PROBLEM REQUIREMENTS - Please present every line of the records below as a numbered list, leaving out any blank lines.

Excerpts from a dataset on pointing at objects
>>>

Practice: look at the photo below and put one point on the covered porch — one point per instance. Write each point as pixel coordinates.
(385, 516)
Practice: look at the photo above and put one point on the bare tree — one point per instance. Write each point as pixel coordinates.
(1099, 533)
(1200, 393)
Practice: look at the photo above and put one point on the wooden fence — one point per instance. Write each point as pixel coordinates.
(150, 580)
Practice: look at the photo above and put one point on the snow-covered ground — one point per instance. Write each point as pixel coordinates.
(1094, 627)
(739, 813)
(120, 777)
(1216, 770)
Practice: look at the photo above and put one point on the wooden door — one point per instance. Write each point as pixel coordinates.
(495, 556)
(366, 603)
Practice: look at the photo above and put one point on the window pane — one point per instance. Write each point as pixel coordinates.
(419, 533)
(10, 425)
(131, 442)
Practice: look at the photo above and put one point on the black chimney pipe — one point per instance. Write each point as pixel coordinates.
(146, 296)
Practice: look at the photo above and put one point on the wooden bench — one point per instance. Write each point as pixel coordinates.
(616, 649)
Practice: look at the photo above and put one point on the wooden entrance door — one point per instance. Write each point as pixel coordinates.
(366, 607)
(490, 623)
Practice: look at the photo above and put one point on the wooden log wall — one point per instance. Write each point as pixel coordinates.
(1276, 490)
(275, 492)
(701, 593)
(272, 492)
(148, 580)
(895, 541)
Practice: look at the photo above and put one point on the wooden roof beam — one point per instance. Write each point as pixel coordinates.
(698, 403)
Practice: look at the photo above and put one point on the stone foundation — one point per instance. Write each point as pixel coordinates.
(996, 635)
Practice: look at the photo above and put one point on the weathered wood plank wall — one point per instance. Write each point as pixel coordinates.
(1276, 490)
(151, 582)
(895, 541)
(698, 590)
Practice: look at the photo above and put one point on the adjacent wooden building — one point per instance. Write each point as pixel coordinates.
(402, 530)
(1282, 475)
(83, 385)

<<<

RESULT OF THIS EXERCISE -
1. Practice: look at the photo below and put one point on the covered porch — one point per instance. Write each point as pixel coordinates.
2. (385, 516)
3. Practice: look at the photo above and put one point on the bare tree — one point per instance. Write each point as pixel coordinates.
4. (1099, 533)
5. (1200, 393)
6. Practice: look at the photo above and put one point on the wooden fence — one point per instance. Write each point as pixel coordinates.
7. (150, 580)
8. Practice: look at the photo above and put one point on the snow-covered ground — one point per instance. Write each point as pixel coordinates.
9. (1094, 627)
10. (739, 813)
11. (120, 777)
12. (1216, 770)
13. Practice: look at the photo above and put one point on the wooden door — one point per instance. Write each point as pixel coordinates.
14. (495, 556)
15. (366, 603)
16. Practice: look at the photo above and put one point on the window pane — one point per instance. Write each point as pixel coordinates.
17. (419, 533)
18. (10, 425)
19. (131, 442)
20. Practice: look at the photo above and put one point on the black chimney pipe — one point per instance. Write each point as pixel coordinates.
21. (146, 296)
22. Practice: look at the photo above and put one point on the wooden bench — one point per instance. Write each point as pixel coordinates.
23. (616, 649)
24. Practice: look at the photo above and put one point on the wooden entrance door — one point per instance. Write each point as pixel coordinates.
25. (366, 607)
26. (490, 623)
27. Practice: look at the photo above and put one point on the wooden log wall — one point per instance. Write each point as pixel coordinates.
28. (1276, 490)
29. (275, 492)
30. (701, 593)
31. (272, 492)
32. (148, 580)
33. (895, 541)
34. Practice: look at the photo above and put one point on the wooden roof beam — one point per instance. Write each point as pixel coordinates.
35. (698, 403)
36. Practice: look at the photo above and put one point on the stone foundation — one point per instance. Write each point as pixel coordinates.
37. (996, 635)
38. Practice: look at the photo above and put one point on the weathered wood plank wall — one point per instance. Write each point as pixel coordinates.
39. (1276, 490)
40. (151, 582)
41. (895, 541)
42. (698, 590)
43. Practice: look at the photo above and put one point on the adjacent wooden building — one point per instance. Write each point as pixel coordinates.
44. (402, 530)
45. (1282, 475)
46. (83, 385)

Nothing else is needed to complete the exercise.